[Image-grounded pointing data]
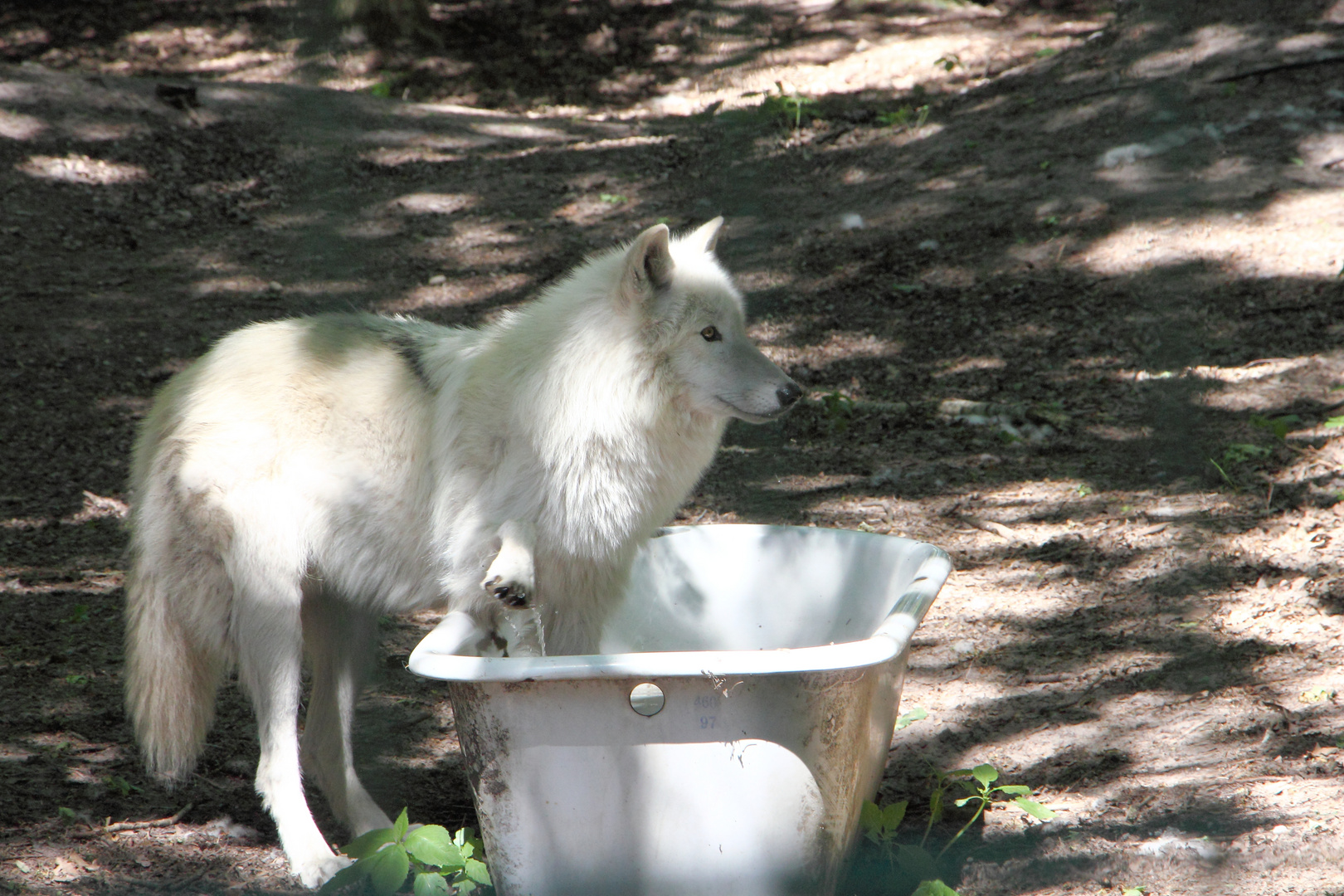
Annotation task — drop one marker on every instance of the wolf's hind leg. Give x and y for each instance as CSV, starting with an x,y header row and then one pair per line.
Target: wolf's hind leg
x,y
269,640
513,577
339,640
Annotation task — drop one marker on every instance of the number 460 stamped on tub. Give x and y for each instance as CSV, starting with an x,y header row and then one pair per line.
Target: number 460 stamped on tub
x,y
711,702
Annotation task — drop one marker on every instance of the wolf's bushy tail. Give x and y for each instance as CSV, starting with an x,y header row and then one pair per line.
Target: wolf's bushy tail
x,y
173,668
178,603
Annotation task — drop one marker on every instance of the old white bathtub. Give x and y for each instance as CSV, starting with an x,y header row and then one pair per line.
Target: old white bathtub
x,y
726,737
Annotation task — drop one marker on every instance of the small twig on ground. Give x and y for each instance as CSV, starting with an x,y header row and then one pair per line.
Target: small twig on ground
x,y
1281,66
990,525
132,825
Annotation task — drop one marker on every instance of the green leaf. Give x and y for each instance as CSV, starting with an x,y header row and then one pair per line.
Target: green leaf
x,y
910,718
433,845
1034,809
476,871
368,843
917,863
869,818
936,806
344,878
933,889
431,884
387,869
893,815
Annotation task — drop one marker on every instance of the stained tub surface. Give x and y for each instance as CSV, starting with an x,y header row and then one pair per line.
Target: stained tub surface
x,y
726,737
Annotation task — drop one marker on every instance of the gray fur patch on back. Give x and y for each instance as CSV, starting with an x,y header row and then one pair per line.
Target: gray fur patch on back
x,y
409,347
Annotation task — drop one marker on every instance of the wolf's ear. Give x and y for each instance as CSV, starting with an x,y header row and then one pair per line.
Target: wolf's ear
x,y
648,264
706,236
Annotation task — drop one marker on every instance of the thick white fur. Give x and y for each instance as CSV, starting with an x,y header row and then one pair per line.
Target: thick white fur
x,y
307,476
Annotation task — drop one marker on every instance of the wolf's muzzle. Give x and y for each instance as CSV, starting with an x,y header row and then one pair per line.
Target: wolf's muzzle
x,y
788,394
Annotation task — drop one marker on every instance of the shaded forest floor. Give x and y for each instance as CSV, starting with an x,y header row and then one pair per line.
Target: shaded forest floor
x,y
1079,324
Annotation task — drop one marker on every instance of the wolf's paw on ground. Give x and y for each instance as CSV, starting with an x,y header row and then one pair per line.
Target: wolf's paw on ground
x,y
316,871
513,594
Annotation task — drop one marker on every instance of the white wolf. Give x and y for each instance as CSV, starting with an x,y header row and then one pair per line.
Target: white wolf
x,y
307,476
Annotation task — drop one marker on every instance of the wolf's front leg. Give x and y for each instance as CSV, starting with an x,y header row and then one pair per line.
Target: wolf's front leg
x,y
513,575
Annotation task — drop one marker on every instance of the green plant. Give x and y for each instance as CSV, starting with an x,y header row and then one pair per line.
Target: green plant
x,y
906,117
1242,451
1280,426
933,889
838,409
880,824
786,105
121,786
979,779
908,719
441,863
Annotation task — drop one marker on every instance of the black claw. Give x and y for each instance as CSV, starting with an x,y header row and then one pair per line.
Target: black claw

#### Task brief:
Copy out all the records exactly as they read, and omit the pictures.

#### Result for this task:
Annotation task — drop one marker on every instance of the wolf's hind leg. Give x and y for each instance as CSV, starting with an x,y header row and then one pair per line.
Target: wolf's hind leg
x,y
269,640
513,577
339,640
Annotation task — drop one marker on every instance of the number 460 stamped on tub. Give x and y for each instance as CSV, starting with an x,y header row and then one pair per line.
Target: number 460 stamped on tub
x,y
711,702
Annotation task — drop one marker on every instance of the wolf's bushy tail. Give x and y for each instance as CSV, starting with an x,y header row and then one pair per line.
Target: wolf's bushy tail
x,y
173,668
178,603
Annotation task — drop one marker on every instance of the old white bathtub. Give x and y for each instance as CSV, starting with an x,y header row and then one pair per line.
Target: old white bathtub
x,y
726,737
Annotation task — drop one marker on every instance of the small twig on ground. Give x and y for each instance as CSV, starting with an x,y header row and then one pair per line.
Target: small twig on ground
x,y
1281,66
990,525
132,825
Annotation task — drop one marker on every instance of the green leaf. Give x and y for each instance as CSV, starting with an x,y header row and then one pair per line.
Target: green leaf
x,y
910,718
433,845
1034,809
476,871
368,843
917,863
869,818
936,806
344,878
933,889
431,884
387,869
893,815
Annotation task — drop one marker on every instance of the stained tub surface. Give x and y for each instance as CSV, starting with an x,y header row and then one pair per line.
Target: stained tub surface
x,y
726,737
Annotation task — drop one marker on every instance of the gray fur patch on back. Give x and y for each instance as CSV, starting with an x,y header row and then one pair per line.
Target: gray fur patch on back
x,y
409,347
Annotation task — drop one marker on every instance of the wolf's ear. Give x and y for each instance as CSV, starting with an x,y header row and then one pair per line.
Target: wolf's ear
x,y
648,264
706,236
Annotation task — drop one marker on every instance of the thick white fur. Give x and y for each instance as CSV, starting with an x,y header row and then one pair per line.
Target: thick white fur
x,y
307,476
Annotation task — drop one marker on every instance of the wolf's muzzle. Give x and y for each instance as CSV, starting with an x,y header row and then one pair per line.
Target: wolf's muzzle
x,y
788,394
Annotation task — drop one marker on every instance of the shaded forest floor. Give x and y for each instance as CSV, starting with an x,y header row and then one pair per line.
Target: shaded forest floor
x,y
1079,324
Annotation task — drop one marker on every instance of the wolf's paw on ground. Give x and y for each instance as CSV, starting with an x,y header row and then one pair per line.
Target: wolf's paw on ground
x,y
316,871
513,594
Annotation task — drop one marker on every instance of the white wolf. Give x and y for each instance as CSV, starting with an x,y header row and then one pair per line.
Target: white wolf
x,y
307,476
Annotation task — drop one marker on every instance of the wolf's front leg. Give x and y for each instance as CSV, starting with an x,y header row and then one pair per line.
Target: wolf's front leg
x,y
513,575
Annotation task — drop one marker on every instance of the green plant. Give x and y for each instance as CSV, starting with an x,y header row and then one pair per line.
Target: green plant
x,y
906,117
1242,451
1280,426
933,889
838,409
880,824
786,105
121,786
979,779
908,719
441,863
Annotation task — drop one marker on every instance of the black claw. Give x and y for each instance as CSV, starting with an x,y header row and then one pair per line.
Target: black claw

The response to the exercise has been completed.